I may be alone in this conclusion, but I’ve often found it harder to preach during the Christmas season. Below are some of the reasons for my feelings. I’d love to hear from other pastors – am I off target here?
- The season is often busy and tiring, making it more difficult to find time for studying the biblical text. That may be different this year due to COVID, but some holiday seasons are just exhausting. Finding focused time for sermon preparation is more difficult.
- Some of us put more pressure on ourselves to “perform” well during the Christmas season—the only time of year when some folks will be attending our church. We don’t want to miss the opportunity to grab their attention, clearly preach the gospel, and make them want to come back before next Christmas. In many cases, we think we have only one opportunity to do this, too.
- The story of Christmas is glorious—but we personally still sometimes take it for granted. Unfortunately, we go through the motions of re-telling a story we’ve told many times before. We let it become routine, and our preaching shows that lack of passion.
- Our congregations, too, have usually heard the story many times—and keeping their attention isn’t always as easy. That means we must work even harder at sermon application. We have to help our people see how relevant the ancient story is to their lives today.
- It sometimes feels like Christmas sermons are the “same old thing” every year. In some ways, they are the same because the story never changes—but we wrongly assume we must come up with something fresh and original every year. That’s tough to do.
- We have a tendency to land only on the birth narratives of Jesus (Matt 1-2, Luke 1-2) for our Christmas sermon texts. For some reason, we seem to temporarily forget that the whole Bible is about Jesus. Surely, though, we can rightly tie many biblical texts to the incarnation of Christ. Our job, then, is to help our congregations see those connections.
- We don’t typically feel much freedom to divert from preaching about the Christmas event during this season. Most of us serve congregations who would grant us that freedom as long as we’re following the leadership of the Spirit, but we fail to remember that fact.
- We don’t share these sermon prep struggles with our congregation—which means they’re not aware of our need for their prayers. Hence, we wrestle through this important process on our own. This task would be much easier, I trust, if others are interceding for us.
Pastors, I encourage you to seek intentional intercessors for your preaching this season. Lay leaders, take time today to pray for your pastor!

- Activity 1:
Translate this sentence from the piece on Christmas preaching into Spanish: "The season is often busy and tiring, making it more difficult to find time for studying the biblical text."
- Activity 2:
Copy the passage of the piece on Christmas preaching that begins at the words "I may be alone" and ends after "off target here?", substituting "Easter season" for "Christmas season" throughout.
The listing is separate material with no connection to the piece on Christmas preaching.

(Point-per-instance localization listing)
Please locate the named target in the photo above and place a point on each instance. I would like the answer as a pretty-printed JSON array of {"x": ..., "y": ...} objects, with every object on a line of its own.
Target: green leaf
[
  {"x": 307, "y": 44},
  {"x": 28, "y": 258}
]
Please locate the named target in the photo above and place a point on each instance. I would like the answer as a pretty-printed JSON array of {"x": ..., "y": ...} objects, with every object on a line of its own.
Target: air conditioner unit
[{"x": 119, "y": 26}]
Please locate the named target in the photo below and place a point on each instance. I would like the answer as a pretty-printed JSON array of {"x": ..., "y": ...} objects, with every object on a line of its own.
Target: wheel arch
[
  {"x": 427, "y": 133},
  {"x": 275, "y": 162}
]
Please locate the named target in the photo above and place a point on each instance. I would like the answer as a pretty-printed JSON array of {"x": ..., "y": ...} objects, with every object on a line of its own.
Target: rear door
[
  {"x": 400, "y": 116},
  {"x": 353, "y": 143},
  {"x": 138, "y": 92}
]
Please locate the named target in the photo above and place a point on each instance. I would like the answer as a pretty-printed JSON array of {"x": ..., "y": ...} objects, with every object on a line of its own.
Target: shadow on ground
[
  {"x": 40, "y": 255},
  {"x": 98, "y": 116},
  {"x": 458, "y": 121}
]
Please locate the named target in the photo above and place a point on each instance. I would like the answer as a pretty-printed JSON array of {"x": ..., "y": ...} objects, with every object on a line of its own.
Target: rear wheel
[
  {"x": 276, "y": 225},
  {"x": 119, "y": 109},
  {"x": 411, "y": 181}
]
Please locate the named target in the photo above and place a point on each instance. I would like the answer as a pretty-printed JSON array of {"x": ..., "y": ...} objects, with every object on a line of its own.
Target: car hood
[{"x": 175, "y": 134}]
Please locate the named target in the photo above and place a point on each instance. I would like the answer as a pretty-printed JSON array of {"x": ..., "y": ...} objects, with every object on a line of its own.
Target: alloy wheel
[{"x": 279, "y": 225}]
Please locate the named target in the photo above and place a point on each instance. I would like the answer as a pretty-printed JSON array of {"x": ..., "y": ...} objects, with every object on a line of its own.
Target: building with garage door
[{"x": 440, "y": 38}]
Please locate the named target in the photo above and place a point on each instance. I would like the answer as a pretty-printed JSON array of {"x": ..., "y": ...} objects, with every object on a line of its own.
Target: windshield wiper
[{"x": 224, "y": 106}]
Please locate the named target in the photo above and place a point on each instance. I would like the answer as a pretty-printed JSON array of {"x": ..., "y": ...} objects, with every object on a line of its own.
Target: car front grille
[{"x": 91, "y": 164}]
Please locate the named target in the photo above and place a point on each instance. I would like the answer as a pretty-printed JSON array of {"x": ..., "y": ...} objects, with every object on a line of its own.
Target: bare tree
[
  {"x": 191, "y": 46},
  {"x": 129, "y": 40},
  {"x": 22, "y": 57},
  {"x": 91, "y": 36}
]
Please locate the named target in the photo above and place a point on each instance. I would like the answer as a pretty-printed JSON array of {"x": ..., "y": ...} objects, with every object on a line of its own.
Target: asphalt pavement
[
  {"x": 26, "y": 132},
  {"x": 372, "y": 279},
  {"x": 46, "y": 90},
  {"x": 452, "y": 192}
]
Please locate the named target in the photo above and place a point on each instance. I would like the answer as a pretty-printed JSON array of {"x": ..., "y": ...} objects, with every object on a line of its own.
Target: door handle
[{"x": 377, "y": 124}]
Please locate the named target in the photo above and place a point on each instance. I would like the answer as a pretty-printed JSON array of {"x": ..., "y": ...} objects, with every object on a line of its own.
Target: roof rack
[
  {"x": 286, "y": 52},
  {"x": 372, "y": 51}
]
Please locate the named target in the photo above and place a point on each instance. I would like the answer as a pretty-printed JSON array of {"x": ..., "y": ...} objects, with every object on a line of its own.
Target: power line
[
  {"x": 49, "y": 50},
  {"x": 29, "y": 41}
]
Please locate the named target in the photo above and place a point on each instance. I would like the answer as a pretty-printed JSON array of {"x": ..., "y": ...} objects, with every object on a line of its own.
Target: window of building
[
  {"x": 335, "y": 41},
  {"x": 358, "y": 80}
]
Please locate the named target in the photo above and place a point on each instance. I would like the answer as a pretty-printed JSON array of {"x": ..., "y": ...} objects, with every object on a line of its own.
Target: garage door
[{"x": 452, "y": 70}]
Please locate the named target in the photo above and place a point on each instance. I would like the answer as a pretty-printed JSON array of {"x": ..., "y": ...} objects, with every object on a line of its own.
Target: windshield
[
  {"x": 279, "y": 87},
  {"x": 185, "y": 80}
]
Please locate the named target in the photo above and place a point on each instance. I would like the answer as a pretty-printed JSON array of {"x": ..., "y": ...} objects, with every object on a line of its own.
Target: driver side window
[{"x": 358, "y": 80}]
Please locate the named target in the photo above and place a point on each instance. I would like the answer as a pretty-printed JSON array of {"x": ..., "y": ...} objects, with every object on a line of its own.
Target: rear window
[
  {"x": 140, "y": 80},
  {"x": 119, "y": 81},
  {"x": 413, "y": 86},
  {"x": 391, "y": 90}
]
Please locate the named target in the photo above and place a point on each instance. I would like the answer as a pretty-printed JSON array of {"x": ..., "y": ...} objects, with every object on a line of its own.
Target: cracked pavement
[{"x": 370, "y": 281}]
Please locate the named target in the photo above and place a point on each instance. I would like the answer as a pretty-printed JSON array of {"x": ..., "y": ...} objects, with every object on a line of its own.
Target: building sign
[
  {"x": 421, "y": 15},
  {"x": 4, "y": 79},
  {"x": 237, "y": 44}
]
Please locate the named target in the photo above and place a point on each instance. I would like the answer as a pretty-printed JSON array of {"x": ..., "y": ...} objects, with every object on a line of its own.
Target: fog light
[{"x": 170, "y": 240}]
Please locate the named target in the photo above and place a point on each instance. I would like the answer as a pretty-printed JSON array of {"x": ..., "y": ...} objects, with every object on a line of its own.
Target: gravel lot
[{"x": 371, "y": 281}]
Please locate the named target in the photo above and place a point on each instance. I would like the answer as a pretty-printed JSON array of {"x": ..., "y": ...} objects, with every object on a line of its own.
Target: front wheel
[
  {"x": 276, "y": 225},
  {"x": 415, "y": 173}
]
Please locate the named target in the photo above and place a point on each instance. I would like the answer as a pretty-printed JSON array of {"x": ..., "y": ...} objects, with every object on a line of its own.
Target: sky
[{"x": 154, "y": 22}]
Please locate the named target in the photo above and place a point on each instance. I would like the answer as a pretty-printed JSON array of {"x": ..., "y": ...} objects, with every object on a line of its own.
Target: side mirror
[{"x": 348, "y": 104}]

- Task output 1:
La temporada suele ser ajetreada y agotadora, lo que hace más difícil encontrar tiempo para estudiar el texto bíblico.

- Task output 2:
I may be alone in this conclusion, but I’ve often found it harder to preach during the Easter season. Below are some of the reasons for my feelings. I’d love to hear from other pastors – am I off target here?